START MATERIAL PROVIDED
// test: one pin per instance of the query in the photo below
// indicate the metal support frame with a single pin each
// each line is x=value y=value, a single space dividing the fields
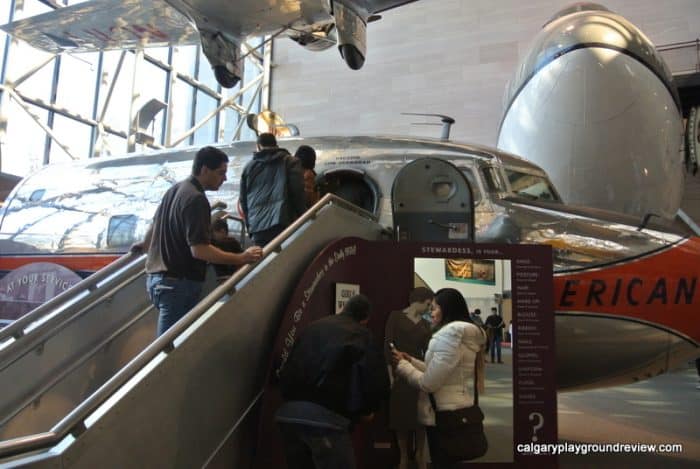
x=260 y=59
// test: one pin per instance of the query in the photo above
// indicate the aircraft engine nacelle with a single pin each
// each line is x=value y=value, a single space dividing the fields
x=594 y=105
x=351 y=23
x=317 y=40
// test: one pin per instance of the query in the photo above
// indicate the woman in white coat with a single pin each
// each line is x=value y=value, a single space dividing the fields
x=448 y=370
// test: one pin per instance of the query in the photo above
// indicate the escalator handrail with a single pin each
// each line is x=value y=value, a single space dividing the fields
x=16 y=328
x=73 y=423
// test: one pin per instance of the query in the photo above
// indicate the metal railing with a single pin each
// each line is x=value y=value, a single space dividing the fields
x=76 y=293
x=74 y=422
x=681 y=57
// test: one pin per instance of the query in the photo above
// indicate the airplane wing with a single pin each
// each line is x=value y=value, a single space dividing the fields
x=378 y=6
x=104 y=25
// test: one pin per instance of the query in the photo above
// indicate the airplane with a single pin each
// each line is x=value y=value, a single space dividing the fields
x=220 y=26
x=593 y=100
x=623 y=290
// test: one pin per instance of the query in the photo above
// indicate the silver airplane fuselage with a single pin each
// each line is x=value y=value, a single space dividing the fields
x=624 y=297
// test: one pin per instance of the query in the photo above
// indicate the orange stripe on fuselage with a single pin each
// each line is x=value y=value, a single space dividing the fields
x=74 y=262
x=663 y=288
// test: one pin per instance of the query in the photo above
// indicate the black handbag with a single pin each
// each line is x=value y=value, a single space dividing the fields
END MATERIAL PROVIDED
• **EXERCISE GOAL**
The required output is the exact run of lines from the start of the records through the line containing "nacelle with a single pin each", both ends included, with no pictures.

• **YOUR RESPONSE**
// test: one pin per instance of the query in the photo below
// indicate the metal support frame with a single pin each
// each line is x=value y=value, a single space dividing the fields
x=260 y=59
// test: one pin per instance of the query in the photo above
// indicate the aircraft engine nacelle with a single pin each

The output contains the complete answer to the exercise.